### Data items

[Start of section]

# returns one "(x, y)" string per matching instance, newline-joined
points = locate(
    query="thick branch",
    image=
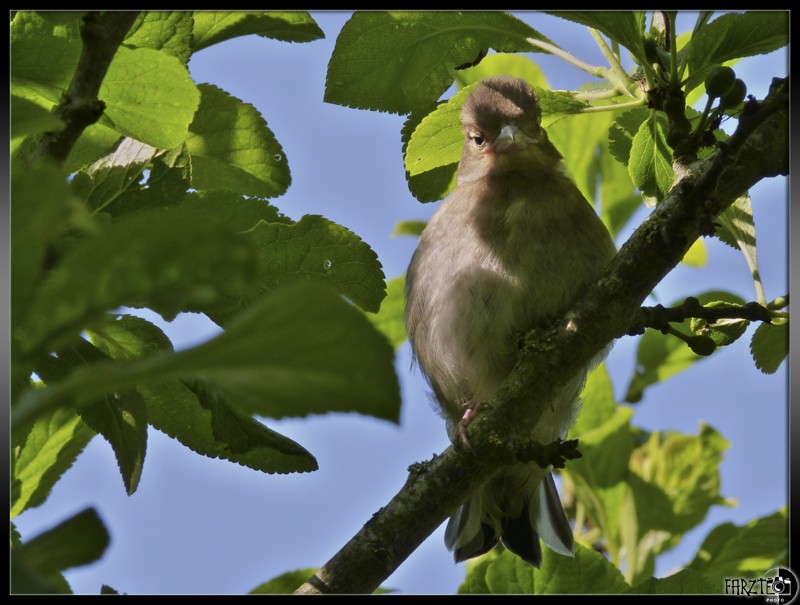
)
(102, 33)
(551, 357)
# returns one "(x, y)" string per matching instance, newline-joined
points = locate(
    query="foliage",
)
(310, 322)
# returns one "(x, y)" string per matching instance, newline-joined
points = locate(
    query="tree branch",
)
(550, 357)
(102, 33)
(659, 317)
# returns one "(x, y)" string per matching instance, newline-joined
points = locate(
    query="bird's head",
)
(501, 121)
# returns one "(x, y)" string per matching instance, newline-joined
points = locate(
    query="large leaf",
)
(43, 57)
(232, 148)
(149, 96)
(402, 61)
(660, 356)
(79, 540)
(150, 259)
(211, 27)
(301, 350)
(625, 27)
(314, 248)
(49, 450)
(734, 36)
(650, 165)
(588, 572)
(168, 31)
(195, 413)
(107, 178)
(735, 551)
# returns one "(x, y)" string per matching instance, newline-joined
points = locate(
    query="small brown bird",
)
(509, 249)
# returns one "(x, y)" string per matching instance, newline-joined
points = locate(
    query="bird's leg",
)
(459, 437)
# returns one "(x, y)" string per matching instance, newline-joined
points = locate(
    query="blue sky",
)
(198, 525)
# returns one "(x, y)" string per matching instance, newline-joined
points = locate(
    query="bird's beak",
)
(510, 136)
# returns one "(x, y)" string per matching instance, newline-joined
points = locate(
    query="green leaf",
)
(232, 148)
(686, 469)
(580, 139)
(598, 402)
(212, 27)
(25, 580)
(413, 228)
(696, 255)
(437, 141)
(168, 31)
(618, 200)
(48, 452)
(43, 57)
(625, 27)
(684, 582)
(150, 259)
(559, 102)
(169, 178)
(734, 36)
(300, 350)
(389, 319)
(622, 132)
(736, 227)
(193, 412)
(40, 208)
(80, 540)
(660, 356)
(95, 142)
(650, 165)
(402, 61)
(104, 180)
(285, 583)
(588, 572)
(735, 551)
(770, 345)
(723, 331)
(149, 96)
(316, 249)
(29, 118)
(508, 64)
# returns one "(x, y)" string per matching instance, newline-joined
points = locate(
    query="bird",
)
(511, 247)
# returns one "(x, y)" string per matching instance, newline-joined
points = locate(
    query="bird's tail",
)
(518, 518)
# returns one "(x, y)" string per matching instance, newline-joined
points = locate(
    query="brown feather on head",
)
(501, 100)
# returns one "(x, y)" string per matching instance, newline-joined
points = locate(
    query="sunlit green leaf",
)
(212, 27)
(402, 61)
(232, 148)
(168, 31)
(735, 551)
(770, 345)
(149, 96)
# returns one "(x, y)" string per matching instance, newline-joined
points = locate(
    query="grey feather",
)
(512, 246)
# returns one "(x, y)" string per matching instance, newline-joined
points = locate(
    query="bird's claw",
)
(460, 438)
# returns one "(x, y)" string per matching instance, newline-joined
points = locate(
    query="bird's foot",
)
(459, 438)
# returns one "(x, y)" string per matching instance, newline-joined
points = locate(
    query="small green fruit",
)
(734, 96)
(719, 81)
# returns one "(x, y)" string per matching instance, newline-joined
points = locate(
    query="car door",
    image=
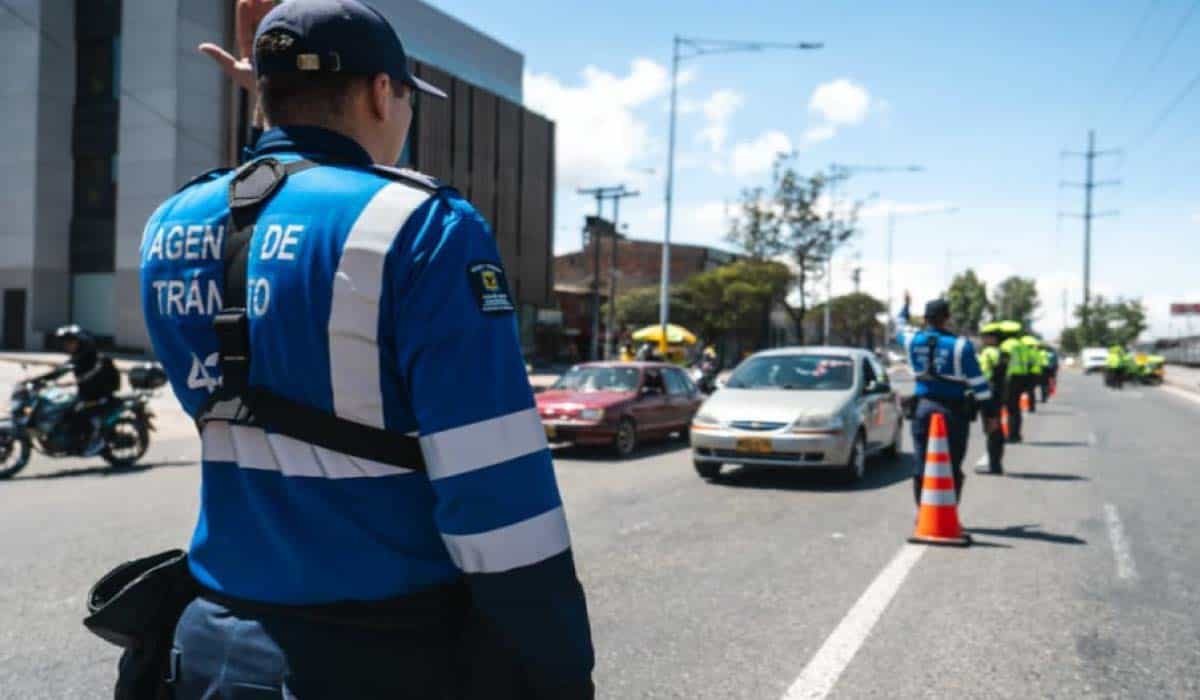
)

[End of section]

### WHAT TO WORK ON
Take the entries shown above and quote them verbatim, passing over the pictures.

### OUTPUT FOR THIS EXERCISE
# returns one "(x, y)" string per matching instance, newline-joined
points = locate(
    query="thick branch",
    image=
)
(102, 33)
(551, 357)
# returns one "(x, y)" string per matching instance, newline-joined
points = locate(
    query="foliage",
)
(310, 322)
# returns one "(x, y)" string per matching instance, newline-joined
points = locate(
    query="tree branch",
)
(550, 357)
(102, 33)
(659, 317)
# returns one "(x, y)" string per matching instance, newline-joined
points = locate(
    query="bird's head",
)
(501, 121)
# returns one "(x, y)" string per matching instance, newline-joined
points = locate(
    query="large leaf",
)
(43, 57)
(232, 148)
(149, 96)
(402, 61)
(660, 356)
(79, 540)
(150, 259)
(211, 27)
(301, 350)
(625, 27)
(314, 248)
(49, 450)
(734, 36)
(650, 165)
(588, 572)
(168, 31)
(195, 413)
(107, 178)
(735, 551)
# returns one "(x, y)" string per matching instance, newline-joined
points = locate(
    query="small brown bird",
)
(509, 249)
# returns one "(x, y)" string per matching instance, newline-joined
points = locate(
    query="bird's leg",
)
(459, 437)
# returns one "(x, y)" string per matching instance, newline-joined
points = locate(
    query="blue sky",
)
(198, 525)
# returns one "(x, y)" string per matching instance, newline-joined
points = locate(
    query="bird's beak",
)
(510, 136)
# returns one "(x, y)" string per matching instance, newline-joined
points = locate(
    query="green leaf",
)
(232, 148)
(686, 469)
(580, 139)
(598, 402)
(212, 27)
(25, 580)
(413, 228)
(696, 255)
(437, 141)
(168, 31)
(618, 200)
(48, 452)
(43, 57)
(625, 27)
(684, 582)
(150, 259)
(559, 102)
(169, 178)
(734, 36)
(300, 350)
(389, 319)
(622, 132)
(736, 227)
(193, 412)
(40, 208)
(80, 540)
(660, 356)
(95, 142)
(650, 165)
(402, 61)
(104, 180)
(285, 583)
(588, 572)
(735, 551)
(770, 345)
(723, 331)
(149, 96)
(316, 249)
(29, 118)
(508, 64)
# returns one "(x, y)" string per matching instance, newline-joined
points = locate(
    query="bird",
)
(511, 247)
# returns one "(x, y)" string per matching instance, newline-joined
points = locate(
    query="bird's tail",
)
(518, 518)
# returns one "(x, y)" string per matching instance, newline-joined
points = locate(
    query="brown feather on head",
)
(501, 100)
# returns one "(x, y)" string per matching instance, newline-joined
points = locate(
    query="sunlit green leaf",
)
(212, 27)
(402, 61)
(232, 148)
(168, 31)
(735, 551)
(770, 345)
(149, 96)
# returns one "(x, y)" string per matching instance, newline-joined
points = locate(
    query="grey feather",
)
(512, 246)
# returns one "(x, y)" string per matching instance, newline-joined
points = locate(
    query="bird's claw",
)
(460, 438)
# returns one "(x, y)" string per matching instance, newline-joined
points = locate(
    query="bird's foot",
)
(459, 438)
# returns one "(x, y)" string per matching instance, newline-joined
points = locate(
    query="small green fruit",
)
(734, 96)
(719, 81)
# returns one "(x, y)" string per matching instance, newline-joined
points = locate(
    query="car door",
    image=
)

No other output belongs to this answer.